== Texto da página ==
++++++++++++++++++++

A hidratação desempenha um papel muito importante na imunidade da mucosa, por isso, desidratar pode ter efeitos nas nossas defesas. Durante o exercício, a ativação simpática pode reduzir o fluxo de saliva em nossa boca. A saliva contém proteínas antimicrobianas, como alfa amilase, lisozima ou imunoglobulina A. Em alguns estudos, foi demonstrado que a desidratação afeta a concentração de algumas dessas proteínas, o que pode nos tornar mais vulneráveis a infecções respiratórias superiores.
“A maioria dos estudos que mostraram algum benefício na suplementação vem de pessoas com imunidade comprometida ou testes de laboratório, no entanto, há um número limitado de estratégias nutricionais e suplementos cuja eficácia é apoiada por diferentes estudos científicos”
Isso nos levaria a pensar que um suplemento pouco possa fazer por você, se tens níveis adequados dos nutrientes que ele fornece. No entanto, existem vários cenários do mundo real no atleta e estudos científicos que indicam que alguns deles podem desempenhar um papel relevante. Por exemplo, em situações em que a ingestão de energia, macro e micronutrientes pode ser insuficiente, como no caso de dietas para emagrecer, ou em momentos em que pode haver diminuição da imunidade e/ou maior exposição a patógenos, como ocorre nas viagens ao exterior, competições ou treinamentos durante o inverno.
“Existem certos cenários em que o atleta poderia se beneficiar de suporte nutricional adicional em sua imunidade”
Uma das vitaminas mais populares para combater o resfriado comum é a vitamina C. Uma meta-análise mostrou que tomar 200 mg de vitamina C não teve efeito na redução do número de resfriados e, portanto, na prevenção. No entanto, houve efeitos na redução de 8% na duração do resfriado em adultos. No caso de atletas submetidos a alto estresse físico, como maratonistas, esquiadores ou soldados, a vitamina C em doses de 0,25-1 g por dia reduziu a incidência em até 50%. Além disso, dado o baixo risco que apresenta nas doses recomendadas e seu baixo custo, é interessante incluí-lo como ferramenta em atletas em determinadas circunstâncias de estresse físico e ambiental ou com sintomas respiratórios superiores. Contra o seu uso, encontra-se o possível efeito em altas doses como suplemento e a interferência nas adaptações do treinamento. Porém, deve-se avaliar se a adaptação ou recuperação é importante, com base no momento de competição ou treinamento do atleta.

++++++++++++++++++++

Transcreva fielmente o trecho do texto sobre imunidade e nutrição do atleta, começando nas palavras "Isso nos levaria" e parando logo após "durante o inverno.".

++++++++++++++++++++

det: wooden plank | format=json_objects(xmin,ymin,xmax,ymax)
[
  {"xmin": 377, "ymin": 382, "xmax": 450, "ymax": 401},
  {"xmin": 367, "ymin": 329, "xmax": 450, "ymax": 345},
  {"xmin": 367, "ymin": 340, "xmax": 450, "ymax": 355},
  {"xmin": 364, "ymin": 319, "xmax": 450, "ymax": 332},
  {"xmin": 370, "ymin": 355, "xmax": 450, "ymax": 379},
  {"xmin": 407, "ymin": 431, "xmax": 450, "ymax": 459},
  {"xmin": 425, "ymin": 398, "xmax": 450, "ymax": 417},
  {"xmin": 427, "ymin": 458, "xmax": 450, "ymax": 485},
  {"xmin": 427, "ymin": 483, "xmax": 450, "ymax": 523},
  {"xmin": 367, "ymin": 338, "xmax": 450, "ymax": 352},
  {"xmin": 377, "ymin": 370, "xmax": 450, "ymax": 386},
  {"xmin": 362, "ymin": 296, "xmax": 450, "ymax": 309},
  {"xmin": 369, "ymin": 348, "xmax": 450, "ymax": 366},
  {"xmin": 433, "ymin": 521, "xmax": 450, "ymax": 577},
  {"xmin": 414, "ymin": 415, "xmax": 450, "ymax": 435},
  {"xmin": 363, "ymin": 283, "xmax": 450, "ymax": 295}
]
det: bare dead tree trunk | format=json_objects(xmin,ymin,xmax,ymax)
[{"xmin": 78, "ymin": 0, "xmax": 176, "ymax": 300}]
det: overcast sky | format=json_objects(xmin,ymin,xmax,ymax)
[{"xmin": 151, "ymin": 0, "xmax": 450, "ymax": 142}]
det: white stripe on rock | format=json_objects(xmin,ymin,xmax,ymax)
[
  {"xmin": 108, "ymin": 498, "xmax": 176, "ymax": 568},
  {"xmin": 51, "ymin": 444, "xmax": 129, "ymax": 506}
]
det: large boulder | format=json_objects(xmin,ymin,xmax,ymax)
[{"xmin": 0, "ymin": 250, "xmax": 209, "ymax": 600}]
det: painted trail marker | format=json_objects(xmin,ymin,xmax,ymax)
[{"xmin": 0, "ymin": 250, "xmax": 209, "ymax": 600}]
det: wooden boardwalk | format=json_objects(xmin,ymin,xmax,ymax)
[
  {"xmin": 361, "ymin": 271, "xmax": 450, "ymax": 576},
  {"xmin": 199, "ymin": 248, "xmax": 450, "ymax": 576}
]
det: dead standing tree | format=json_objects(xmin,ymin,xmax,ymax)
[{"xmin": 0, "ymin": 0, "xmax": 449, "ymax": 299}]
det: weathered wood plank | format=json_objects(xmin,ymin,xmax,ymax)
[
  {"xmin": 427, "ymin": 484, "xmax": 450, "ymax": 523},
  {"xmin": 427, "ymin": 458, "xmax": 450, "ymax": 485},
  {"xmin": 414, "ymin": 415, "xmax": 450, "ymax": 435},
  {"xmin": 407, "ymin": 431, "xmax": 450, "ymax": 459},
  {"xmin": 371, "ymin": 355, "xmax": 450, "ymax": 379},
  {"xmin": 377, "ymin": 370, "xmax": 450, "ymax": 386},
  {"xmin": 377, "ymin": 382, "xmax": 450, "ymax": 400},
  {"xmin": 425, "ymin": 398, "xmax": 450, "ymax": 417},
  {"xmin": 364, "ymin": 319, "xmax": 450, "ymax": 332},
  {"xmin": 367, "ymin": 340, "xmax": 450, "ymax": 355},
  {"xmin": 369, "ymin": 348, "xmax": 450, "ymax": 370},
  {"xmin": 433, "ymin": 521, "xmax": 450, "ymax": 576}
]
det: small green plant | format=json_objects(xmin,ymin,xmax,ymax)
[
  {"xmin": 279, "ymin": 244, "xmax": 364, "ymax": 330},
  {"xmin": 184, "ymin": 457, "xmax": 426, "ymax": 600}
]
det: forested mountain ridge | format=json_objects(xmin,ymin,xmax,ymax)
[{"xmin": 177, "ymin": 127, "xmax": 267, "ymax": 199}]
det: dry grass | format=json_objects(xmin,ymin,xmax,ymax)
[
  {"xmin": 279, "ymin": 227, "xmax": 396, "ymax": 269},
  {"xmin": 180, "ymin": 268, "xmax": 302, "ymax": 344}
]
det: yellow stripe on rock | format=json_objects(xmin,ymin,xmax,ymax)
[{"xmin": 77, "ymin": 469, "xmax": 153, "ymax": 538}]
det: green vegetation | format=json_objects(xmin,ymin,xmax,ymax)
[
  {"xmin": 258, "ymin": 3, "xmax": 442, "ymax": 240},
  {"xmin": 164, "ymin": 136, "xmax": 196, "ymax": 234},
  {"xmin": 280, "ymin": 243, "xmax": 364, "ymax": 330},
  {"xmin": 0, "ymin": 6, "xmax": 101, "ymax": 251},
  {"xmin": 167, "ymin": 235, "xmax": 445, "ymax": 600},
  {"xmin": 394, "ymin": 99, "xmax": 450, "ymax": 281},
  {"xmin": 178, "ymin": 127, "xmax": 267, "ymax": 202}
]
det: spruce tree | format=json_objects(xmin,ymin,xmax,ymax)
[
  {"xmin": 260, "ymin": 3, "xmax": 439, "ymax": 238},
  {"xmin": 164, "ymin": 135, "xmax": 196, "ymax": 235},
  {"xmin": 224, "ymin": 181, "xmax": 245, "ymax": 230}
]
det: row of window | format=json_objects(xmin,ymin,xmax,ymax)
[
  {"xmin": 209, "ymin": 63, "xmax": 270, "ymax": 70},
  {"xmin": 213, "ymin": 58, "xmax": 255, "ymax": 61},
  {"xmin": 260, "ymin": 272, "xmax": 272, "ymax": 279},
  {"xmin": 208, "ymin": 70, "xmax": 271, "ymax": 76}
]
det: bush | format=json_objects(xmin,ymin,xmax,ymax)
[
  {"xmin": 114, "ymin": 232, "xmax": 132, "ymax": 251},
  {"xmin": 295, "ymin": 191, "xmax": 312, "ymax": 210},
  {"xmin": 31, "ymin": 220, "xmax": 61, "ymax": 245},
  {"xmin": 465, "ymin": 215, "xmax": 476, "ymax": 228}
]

++++++++++++++++++++

== Solução ==
Isso nos levaria a pensar que um suplemento pouco possa fazer por você, se tens níveis adequados dos nutrientes que ele fornece. No entanto, existem vários cenários do mundo real no atleta e estudos científicos que indicam que alguns deles podem desempenhar um papel relevante. Por exemplo, em situações em que a ingestão de energia, macro e micronutrientes pode ser insuficiente, como no caso de dietas para emagrecer, ou em momentos em que pode haver diminuição da imunidade e/ou maior exposição a patógenos, como ocorre nas viagens ao exterior, competições ou treinamentos durante o inverno.